**Dataset rows**.
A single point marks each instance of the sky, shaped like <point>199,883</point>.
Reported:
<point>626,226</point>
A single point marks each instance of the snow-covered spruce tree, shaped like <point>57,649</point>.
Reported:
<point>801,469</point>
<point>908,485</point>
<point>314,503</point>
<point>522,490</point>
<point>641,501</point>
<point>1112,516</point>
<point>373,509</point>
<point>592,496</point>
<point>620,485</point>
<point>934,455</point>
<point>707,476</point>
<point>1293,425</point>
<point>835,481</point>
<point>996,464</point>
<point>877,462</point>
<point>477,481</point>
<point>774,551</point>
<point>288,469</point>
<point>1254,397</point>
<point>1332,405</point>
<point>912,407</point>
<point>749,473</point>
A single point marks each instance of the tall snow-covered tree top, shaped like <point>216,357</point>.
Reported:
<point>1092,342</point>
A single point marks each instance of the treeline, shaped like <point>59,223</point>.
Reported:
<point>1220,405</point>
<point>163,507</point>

**Exercise prompt**. Please rewrite the items above as a two-column CSV with the header item_text,answer and one row per item. Put each item's text and its full answer in their own quoted fields, turning any line breaks into spaces.

**Worked solution**.
item_text,answer
"A single point marks each instance of the sky, shaped like <point>199,883</point>. Reported:","<point>626,226</point>"
"A single point marks each instance of the snow-covered spruce tree, shaped like <point>57,649</point>. Reported:","<point>801,469</point> <point>908,485</point> <point>314,503</point> <point>522,490</point> <point>641,501</point> <point>1112,516</point> <point>373,509</point> <point>592,496</point> <point>620,485</point> <point>934,455</point> <point>707,476</point> <point>1293,425</point> <point>835,481</point> <point>996,464</point> <point>877,462</point> <point>477,481</point> <point>774,551</point> <point>288,469</point> <point>1254,397</point> <point>1332,405</point> <point>912,407</point> <point>749,473</point>"
"A single point marks each instance of the tall snow-covered tree top, shaped like <point>216,357</point>. Reported:","<point>1092,342</point>"
"A single point marks each instance of the treeline, shaped like <point>59,223</point>. Reported:","<point>1220,405</point> <point>163,507</point>"